_EXERCISE SET_
[1] Set down the passage of the film review of The Will To See that starts at "Is this some" and ends at "footage of both.", with every word and punctuation mark unchanged.
[2] Resume the film review of The Will To See after its final sentence and carry on in the same voice.

Is this some kind of covert attack against French political culture? Well once again I’m…not sure. Levy responds with disgust to the Yellow Vest Protests at one point, comparing it to whatever war zone he came from right before that abrupt cut. He leaves entirely unclear his specific issue with the Yellow Vest Protests. Presumably it’s ideological, rather than violent, since in a later minimum context scene we see Levy bragging about being an early booster for the Euromaidan Protest in 2014 Ukraine, explicitly hoping that their activism spreads throughout Europe. While Levy has edited The Will To See in such a way as to imply that the Yellow Vest Protests were violent and the Euromaidan Protest wasn’t, that simply isn’t a reasonable statement to make for anyone who’s seen footage of both.
The Ukraine sections, appropriately enough, mainly just showcase Levy’s racism, as he expresses horror that such awful things could happen to white people–a sentiment most pundits have been trying to avoid saying out loud, with many failing to do so. There’s a paternalism to Levy’s whole tone that’s only really obvious if you’re deliberately watching for it. And for a guy who claims to like refugees so much, he lingers an awful lot on the smallpox epidemic in Lesbos where women are afraid to drink water at night because, presumably, the male refugees are eager to rape them all.
There is not a smallpox epidemic in Lesbos by the way, since smallpox doesn’t exist anymore. Maybe that was just a bad translation, although for a guy who did a whole lot of international travel during 2020-era COVID surges Levy is awfully cavalier about masks. He does distribute a lot of masks to children in Lesbos, despite noting that there weren’t actually any COVID cases in Lesbos, and that the main reason the children even wanted the masks was so they could use them as toys.

_EXTRACTED ENTRIES_
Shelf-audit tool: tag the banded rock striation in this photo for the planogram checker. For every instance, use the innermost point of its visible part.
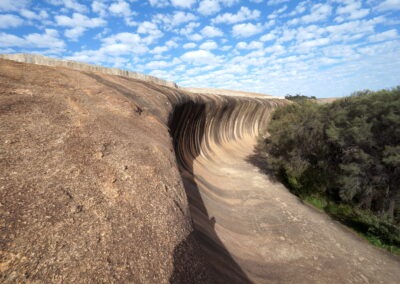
(110, 178)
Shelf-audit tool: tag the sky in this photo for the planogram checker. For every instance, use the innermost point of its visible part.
(278, 47)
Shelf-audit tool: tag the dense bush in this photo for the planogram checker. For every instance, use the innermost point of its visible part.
(346, 152)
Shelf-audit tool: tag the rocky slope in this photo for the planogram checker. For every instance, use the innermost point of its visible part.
(109, 178)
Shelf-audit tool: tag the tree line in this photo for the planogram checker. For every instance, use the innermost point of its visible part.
(343, 156)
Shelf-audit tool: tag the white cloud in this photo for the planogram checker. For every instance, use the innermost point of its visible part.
(244, 14)
(79, 20)
(209, 7)
(268, 37)
(350, 11)
(74, 33)
(251, 45)
(12, 5)
(195, 37)
(10, 21)
(121, 8)
(183, 3)
(300, 9)
(387, 35)
(209, 45)
(74, 5)
(149, 28)
(319, 12)
(99, 8)
(199, 57)
(246, 30)
(78, 24)
(159, 3)
(34, 15)
(48, 41)
(170, 21)
(276, 2)
(389, 5)
(210, 31)
(228, 3)
(189, 45)
(69, 4)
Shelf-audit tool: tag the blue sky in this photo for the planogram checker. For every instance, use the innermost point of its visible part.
(278, 47)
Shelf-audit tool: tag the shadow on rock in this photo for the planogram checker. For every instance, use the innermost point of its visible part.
(201, 257)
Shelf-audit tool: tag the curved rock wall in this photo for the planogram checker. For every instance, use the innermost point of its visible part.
(201, 124)
(89, 173)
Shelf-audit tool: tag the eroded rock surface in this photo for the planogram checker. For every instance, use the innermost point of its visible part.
(108, 178)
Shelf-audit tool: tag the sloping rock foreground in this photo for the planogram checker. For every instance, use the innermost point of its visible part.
(109, 178)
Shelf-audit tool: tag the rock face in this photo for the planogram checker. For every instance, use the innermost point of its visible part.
(109, 178)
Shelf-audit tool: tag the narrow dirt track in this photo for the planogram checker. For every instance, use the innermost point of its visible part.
(270, 234)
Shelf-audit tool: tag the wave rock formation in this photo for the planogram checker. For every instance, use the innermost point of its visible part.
(114, 176)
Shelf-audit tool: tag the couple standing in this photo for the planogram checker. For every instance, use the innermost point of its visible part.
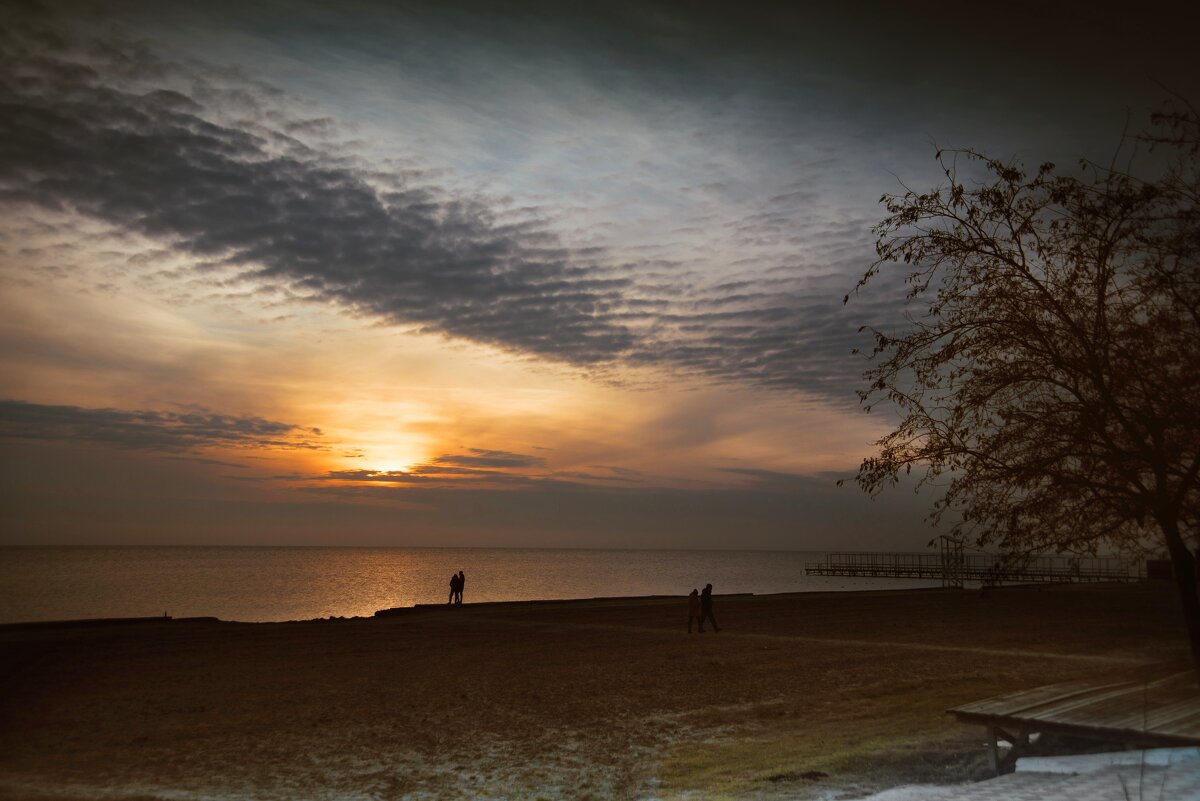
(456, 583)
(700, 607)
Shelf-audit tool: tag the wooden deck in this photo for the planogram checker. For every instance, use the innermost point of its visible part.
(954, 568)
(1144, 715)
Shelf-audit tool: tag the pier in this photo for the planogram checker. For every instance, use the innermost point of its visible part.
(953, 567)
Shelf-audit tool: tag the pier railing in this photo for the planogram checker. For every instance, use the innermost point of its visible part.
(954, 567)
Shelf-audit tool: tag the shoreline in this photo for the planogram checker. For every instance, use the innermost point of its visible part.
(429, 607)
(801, 696)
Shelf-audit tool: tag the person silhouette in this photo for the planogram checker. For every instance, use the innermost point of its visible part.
(706, 609)
(693, 607)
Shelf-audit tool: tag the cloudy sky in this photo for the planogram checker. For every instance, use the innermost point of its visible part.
(496, 273)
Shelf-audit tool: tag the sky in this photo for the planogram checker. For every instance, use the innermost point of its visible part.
(492, 273)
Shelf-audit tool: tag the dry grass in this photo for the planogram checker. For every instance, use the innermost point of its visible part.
(604, 700)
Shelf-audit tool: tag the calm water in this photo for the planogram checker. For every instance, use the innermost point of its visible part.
(261, 584)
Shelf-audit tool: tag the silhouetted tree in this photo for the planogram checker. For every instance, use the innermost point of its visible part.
(1051, 375)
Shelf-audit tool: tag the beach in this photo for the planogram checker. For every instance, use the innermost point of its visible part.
(805, 696)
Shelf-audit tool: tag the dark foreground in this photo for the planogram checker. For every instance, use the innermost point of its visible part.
(801, 696)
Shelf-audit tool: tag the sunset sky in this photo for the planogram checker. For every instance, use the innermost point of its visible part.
(490, 273)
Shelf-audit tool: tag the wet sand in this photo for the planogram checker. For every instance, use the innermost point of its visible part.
(816, 696)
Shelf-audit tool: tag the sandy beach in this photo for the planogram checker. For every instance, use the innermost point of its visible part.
(817, 696)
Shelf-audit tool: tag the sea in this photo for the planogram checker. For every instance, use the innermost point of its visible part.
(257, 584)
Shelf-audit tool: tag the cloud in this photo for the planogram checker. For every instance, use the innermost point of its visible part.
(211, 166)
(150, 431)
(481, 458)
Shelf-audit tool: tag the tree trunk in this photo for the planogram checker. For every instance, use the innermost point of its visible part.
(1183, 565)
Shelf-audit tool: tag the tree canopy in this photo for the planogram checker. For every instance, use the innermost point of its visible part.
(1050, 369)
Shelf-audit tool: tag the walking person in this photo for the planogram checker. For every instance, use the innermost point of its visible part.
(706, 609)
(693, 608)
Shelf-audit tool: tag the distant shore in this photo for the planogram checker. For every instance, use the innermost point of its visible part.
(799, 694)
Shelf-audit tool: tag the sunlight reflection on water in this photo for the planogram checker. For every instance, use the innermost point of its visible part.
(300, 583)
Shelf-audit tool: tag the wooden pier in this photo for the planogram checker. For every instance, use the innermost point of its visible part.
(953, 567)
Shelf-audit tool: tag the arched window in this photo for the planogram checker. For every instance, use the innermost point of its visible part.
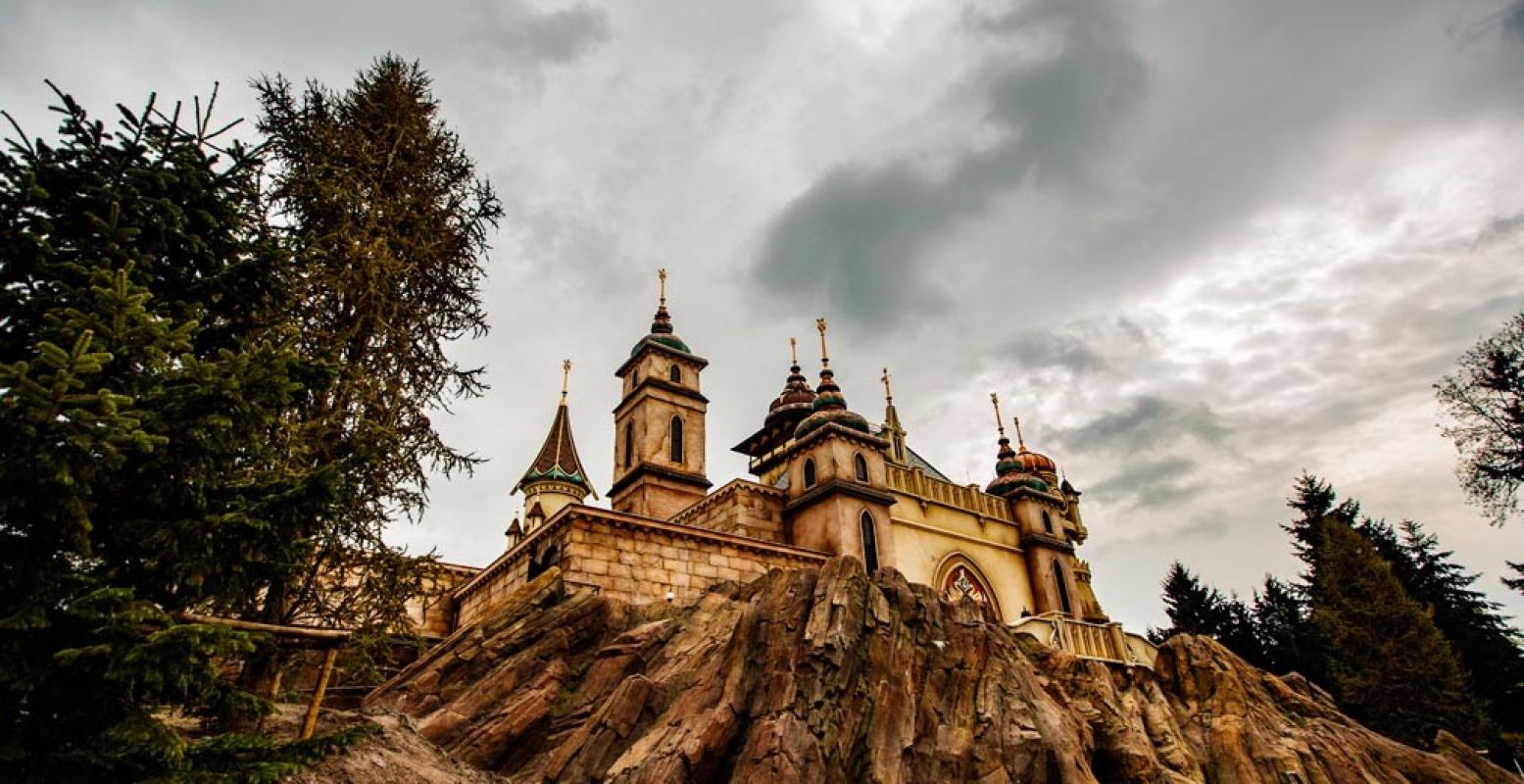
(869, 542)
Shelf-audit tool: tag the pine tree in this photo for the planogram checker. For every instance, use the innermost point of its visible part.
(139, 424)
(1389, 665)
(386, 208)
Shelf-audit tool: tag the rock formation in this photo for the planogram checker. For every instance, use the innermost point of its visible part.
(832, 676)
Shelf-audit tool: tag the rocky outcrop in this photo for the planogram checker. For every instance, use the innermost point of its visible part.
(831, 676)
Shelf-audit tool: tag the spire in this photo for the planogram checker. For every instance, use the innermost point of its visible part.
(557, 460)
(662, 323)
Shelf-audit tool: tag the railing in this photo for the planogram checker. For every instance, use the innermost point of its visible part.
(916, 482)
(1106, 643)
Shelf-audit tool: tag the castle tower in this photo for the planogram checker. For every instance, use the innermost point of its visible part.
(659, 426)
(557, 477)
(1049, 532)
(790, 408)
(894, 432)
(835, 493)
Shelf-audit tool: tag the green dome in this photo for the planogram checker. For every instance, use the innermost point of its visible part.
(821, 418)
(674, 342)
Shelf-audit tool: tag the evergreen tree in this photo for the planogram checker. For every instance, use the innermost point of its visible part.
(386, 208)
(1389, 665)
(142, 408)
(1280, 624)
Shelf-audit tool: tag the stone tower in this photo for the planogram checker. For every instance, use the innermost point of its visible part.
(659, 424)
(557, 477)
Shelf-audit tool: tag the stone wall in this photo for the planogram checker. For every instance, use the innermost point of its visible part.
(743, 509)
(629, 559)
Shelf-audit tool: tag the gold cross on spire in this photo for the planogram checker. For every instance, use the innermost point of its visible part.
(825, 356)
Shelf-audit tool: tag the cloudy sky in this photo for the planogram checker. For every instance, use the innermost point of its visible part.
(1199, 247)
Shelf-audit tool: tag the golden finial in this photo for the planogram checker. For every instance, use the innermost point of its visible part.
(825, 356)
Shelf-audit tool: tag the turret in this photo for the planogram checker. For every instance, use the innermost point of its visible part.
(557, 476)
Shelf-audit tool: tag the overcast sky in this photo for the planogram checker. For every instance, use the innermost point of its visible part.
(1199, 247)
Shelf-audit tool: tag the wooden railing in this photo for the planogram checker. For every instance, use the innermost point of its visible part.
(916, 482)
(1106, 643)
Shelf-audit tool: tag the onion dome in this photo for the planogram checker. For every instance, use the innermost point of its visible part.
(829, 406)
(796, 399)
(662, 326)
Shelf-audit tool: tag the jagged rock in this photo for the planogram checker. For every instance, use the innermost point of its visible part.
(832, 676)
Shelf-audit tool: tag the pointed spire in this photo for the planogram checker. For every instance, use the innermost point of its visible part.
(662, 323)
(558, 460)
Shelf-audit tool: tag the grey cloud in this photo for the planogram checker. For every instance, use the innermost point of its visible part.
(864, 221)
(1044, 348)
(1147, 424)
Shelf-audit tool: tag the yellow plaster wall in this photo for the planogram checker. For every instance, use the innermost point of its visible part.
(925, 536)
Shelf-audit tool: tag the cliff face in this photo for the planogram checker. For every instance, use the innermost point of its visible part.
(829, 676)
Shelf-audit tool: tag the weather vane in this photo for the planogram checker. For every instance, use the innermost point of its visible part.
(825, 356)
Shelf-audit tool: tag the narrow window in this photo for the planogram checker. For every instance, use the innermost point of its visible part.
(1062, 589)
(869, 542)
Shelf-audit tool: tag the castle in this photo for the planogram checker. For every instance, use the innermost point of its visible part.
(825, 482)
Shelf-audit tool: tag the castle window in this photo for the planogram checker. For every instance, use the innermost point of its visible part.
(869, 542)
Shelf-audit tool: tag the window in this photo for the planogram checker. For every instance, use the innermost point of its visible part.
(869, 542)
(1062, 589)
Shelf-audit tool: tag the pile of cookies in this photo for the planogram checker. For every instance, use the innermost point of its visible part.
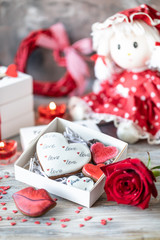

_RESPONSES BY TASK_
[1]
Is this some kind of covert attack against French political culture? Well once again I’m…not sure. Levy responds with disgust to the Yellow Vest Protests at one point, comparing it to whatever war zone he came from right before that abrupt cut. He leaves entirely unclear his specific issue with the Yellow Vest Protests. Presumably it’s ideological, rather than violent, since in a later minimum context scene we see Levy bragging about being an early booster for the Euromaidan Protest in 2014 Ukraine, explicitly hoping that their activism spreads throughout Europe. While Levy has edited The Will To See in such a way as to imply that the Yellow Vest Protests were violent and the Euromaidan Protest wasn’t, that simply isn’t a reasonable statement to make for anyone who’s seen footage of both.

[2]
With attention to detail this bad it’s hard to take any of Levy’s conclusions seriously, even outside of the rest of his often controversial career. He somehow manages to imply that all the bad stuff that happened in Libya was because the Russians and the Turks. An unintentionally hilarious trip to Afghanistan functions as obvious agitprop for Ahmad Massoud. He frames as tragic a belated postscript acknowledging that the Taliban quickly took the country over almost as soon as the Americans left, but that actually completely undermines the idea that Ahmad Massoud was anywhere near as popular or competent as Levy had been implying.
While unwilling to say so explicitly, it’s fairly clear that Levy thinks the only solution to any of the conflicts he documents is more interventions. It’s only when the French cowardly leave any of these military entanglements that bad stuff happens, as if the situation wasn’t even worse when they were still there. The Will To See is pretentious propaganda like that. But even if you agree with Levy ideologically, his film is almost completely unwatchable unless you already have a virtually encyclopedic knowledge of all the stuff he’s talking about. Which makes The Will To See an unusually pointless documentary, where pretty much the only thing you’re likely to learn is that Bernard-Henri Levy is a very cool, very serious dude, especially when he helps Kurdish fighters set up a flag outside of some caves.